PAGE TEXT |
A result of 0 indicates that core dumps are disabled, while any other number or "unlimited" means they are enabled. To enable core dumps with unlimited size, run:

ulimit -c unlimited

Note: This setting only applies to the current session. For persistent configuration, use one of the following methods:

  • Add the following line to /etc/profile and then reload the server:

    ulimit -S -c unlimited >/dev/null 2>&1

    Alternatively, use source/etc/profile to make the configuration take effect immediately without restarting the server. To set it for specific user only, modify the ~/.bashrc or ~/.bash_profile file for the user.

  • Add the following two lines to /etc/security/limits.conf to enable core dumps for all users.

    *               soft    core            unlimited
    *               hard    core            unlimited


Note: After enabling the core function, you need to restart the agent first, followed by the data nodes.

Setting Core Dump File Path

A core dump file has a default file name in the format of core.pid, where pid denotes the process ID of the program that causes the segmentation faults. The default file path is the program directory.

/proc/sys/kernel/core_uses_pid specifies whether to add pid as the filename suffix to the generated core file. Use the following command to change the setting:

echo "1" > /proc/sys/kernel/core_uses_pid

/proc/sys/kernel/core_pattern specifies the file path and file name format.

PROBLEM TO WORK ON |
Copy the core dump text again, beginning at the words "Alternatively, use source/etc/profile" and stopping after "the program directory.", with "agent" swapped for "controller".

DATA BELOW |
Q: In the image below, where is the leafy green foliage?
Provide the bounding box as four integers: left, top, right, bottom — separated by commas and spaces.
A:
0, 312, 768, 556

ANSWER FOR THIS EXERCISE |
Alternatively, use source/etc/profile to make the configuration take effect immediately without restarting the server. To set it for specific user only, modify the ~/.bashrc or ~/.bash_profile file for the user.

  • Add the following two lines to /etc/security/limits.conf to enable core dumps for all users.

    *               soft    core            unlimited
    *               hard    core            unlimited


Note: After enabling the core function, you need to restart the controller first, followed by the data nodes.

Setting Core Dump File Path

A core dump file has a default file name in the format of core.pid, where pid denotes the process ID of the program that causes the segmentation faults. The default file path is the program directory.